* [The data]
= = = =
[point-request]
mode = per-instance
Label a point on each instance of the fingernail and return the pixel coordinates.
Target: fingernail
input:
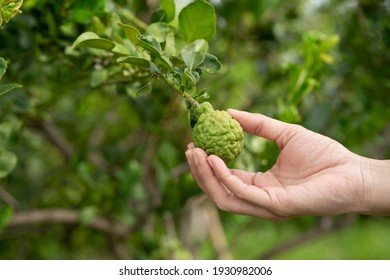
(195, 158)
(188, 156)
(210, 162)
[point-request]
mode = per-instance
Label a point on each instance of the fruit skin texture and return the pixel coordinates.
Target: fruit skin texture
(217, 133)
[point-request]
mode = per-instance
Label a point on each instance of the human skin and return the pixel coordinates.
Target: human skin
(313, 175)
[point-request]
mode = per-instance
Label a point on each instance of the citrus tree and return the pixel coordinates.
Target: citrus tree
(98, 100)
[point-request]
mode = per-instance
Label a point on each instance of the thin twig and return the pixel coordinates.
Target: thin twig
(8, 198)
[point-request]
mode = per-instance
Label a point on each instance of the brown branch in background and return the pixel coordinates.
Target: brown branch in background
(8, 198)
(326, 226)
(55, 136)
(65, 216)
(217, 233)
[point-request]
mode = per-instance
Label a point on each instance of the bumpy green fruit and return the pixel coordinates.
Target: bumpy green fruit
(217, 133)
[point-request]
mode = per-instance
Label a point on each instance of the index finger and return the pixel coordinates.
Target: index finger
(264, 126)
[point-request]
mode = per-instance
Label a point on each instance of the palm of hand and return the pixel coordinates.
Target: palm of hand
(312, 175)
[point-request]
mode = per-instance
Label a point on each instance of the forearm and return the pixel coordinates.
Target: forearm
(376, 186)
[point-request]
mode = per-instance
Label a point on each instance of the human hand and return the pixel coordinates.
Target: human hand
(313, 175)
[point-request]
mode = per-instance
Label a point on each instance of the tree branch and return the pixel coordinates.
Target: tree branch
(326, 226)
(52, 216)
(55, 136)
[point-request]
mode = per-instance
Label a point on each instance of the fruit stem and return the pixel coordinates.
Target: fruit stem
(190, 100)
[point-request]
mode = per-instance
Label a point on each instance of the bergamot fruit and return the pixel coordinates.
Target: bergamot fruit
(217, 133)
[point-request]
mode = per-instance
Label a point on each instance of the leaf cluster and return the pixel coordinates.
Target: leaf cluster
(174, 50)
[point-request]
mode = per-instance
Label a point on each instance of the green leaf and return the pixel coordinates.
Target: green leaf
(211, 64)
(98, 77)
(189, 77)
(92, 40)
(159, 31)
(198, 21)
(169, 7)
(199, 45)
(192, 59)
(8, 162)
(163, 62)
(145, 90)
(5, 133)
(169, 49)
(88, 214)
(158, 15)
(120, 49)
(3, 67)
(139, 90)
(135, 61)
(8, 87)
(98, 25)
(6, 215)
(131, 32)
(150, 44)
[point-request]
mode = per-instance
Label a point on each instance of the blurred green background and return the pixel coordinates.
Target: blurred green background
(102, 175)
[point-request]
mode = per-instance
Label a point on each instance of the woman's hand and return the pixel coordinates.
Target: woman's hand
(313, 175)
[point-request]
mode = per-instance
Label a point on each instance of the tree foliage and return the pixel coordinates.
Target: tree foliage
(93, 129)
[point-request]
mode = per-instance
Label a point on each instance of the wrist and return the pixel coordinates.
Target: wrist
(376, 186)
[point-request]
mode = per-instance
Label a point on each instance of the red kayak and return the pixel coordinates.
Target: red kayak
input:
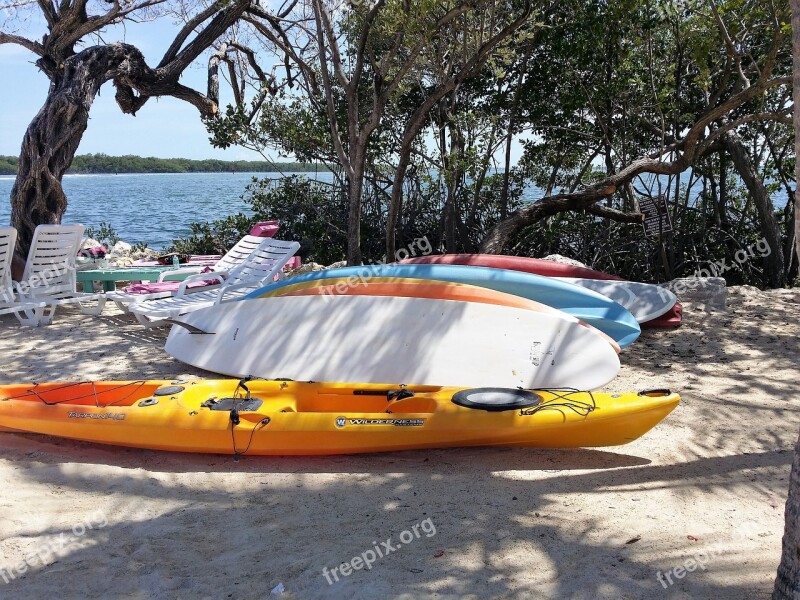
= = = =
* [What you should do] Which lines in the records above contain the string "kayak"? Copy each one.

* [Result for this exercise]
Label a point on each instance of the red kayak and return the pixel coordinates.
Target: red kayak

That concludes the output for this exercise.